◆ **SHORT PROBLEM**
Quote word for word the stretch of rows from the line containing "Each instance of the aluminum" through the end of the rows.

◆ **SUPPLIED RECORDS**
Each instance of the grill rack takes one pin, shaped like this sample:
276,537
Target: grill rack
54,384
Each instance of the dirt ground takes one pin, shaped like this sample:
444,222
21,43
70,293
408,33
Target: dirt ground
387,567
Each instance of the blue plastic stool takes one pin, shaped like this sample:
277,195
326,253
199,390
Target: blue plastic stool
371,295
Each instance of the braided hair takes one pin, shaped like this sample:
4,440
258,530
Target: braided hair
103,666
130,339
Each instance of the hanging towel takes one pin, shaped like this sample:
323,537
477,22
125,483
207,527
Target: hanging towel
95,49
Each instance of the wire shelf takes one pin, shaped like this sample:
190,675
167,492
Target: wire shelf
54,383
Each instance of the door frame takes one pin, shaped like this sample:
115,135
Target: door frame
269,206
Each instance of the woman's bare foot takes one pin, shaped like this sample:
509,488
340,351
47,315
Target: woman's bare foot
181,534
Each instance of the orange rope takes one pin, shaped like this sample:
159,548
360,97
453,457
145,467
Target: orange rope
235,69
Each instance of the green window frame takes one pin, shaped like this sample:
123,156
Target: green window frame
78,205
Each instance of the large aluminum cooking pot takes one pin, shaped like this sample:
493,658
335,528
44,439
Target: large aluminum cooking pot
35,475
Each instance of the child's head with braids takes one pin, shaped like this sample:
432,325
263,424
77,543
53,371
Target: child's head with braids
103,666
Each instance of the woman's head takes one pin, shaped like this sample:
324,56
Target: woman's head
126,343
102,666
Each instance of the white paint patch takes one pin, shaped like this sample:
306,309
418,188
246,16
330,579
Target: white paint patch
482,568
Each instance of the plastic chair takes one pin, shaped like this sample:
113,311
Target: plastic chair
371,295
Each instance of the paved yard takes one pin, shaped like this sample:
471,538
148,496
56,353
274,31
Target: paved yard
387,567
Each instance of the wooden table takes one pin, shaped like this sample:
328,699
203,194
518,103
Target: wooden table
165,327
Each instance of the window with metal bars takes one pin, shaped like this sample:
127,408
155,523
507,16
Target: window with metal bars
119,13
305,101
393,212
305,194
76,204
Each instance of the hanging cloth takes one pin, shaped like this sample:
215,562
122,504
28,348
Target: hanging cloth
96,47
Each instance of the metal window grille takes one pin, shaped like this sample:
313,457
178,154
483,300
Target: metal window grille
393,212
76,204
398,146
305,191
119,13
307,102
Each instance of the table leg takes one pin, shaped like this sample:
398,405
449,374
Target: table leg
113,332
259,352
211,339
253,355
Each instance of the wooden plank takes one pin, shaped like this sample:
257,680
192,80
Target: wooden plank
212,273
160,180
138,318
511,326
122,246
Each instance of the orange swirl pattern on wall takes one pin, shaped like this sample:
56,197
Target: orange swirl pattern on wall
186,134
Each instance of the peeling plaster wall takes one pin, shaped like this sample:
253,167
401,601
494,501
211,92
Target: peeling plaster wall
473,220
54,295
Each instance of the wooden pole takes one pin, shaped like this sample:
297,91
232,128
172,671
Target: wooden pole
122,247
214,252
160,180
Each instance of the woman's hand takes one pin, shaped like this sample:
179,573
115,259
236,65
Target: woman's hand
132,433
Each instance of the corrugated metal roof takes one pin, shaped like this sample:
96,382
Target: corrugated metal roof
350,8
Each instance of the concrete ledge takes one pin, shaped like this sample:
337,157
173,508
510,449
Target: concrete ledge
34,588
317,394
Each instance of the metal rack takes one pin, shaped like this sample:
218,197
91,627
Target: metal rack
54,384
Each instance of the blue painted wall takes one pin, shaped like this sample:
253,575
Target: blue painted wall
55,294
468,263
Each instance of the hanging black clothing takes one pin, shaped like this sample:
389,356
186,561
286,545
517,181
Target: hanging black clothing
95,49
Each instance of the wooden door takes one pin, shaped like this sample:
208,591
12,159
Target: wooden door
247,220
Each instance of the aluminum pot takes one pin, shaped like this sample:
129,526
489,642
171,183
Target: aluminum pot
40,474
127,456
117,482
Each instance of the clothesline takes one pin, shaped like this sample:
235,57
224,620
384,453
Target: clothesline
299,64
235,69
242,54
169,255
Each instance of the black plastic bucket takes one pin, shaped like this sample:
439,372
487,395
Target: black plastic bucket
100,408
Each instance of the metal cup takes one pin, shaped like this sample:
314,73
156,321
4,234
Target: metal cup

◆ **WRITTEN RESPONSE**
Each instance of the aluminum pot takes one pin, shaped like this sample:
129,526
489,642
171,183
Target: aluminum pot
40,474
127,456
117,482
Each instance of the clothesline takes one pin, shaped like this sample:
235,57
224,620
384,453
Target: clothesline
299,64
235,69
242,54
169,255
Each instance of the black plastic bucket takes one pin, shaped like this sample:
439,372
487,395
Target: black plastic bucket
100,408
Each instance of the metal cup takes one pin, shaped like this sample:
314,73
156,321
4,234
Target: metal cup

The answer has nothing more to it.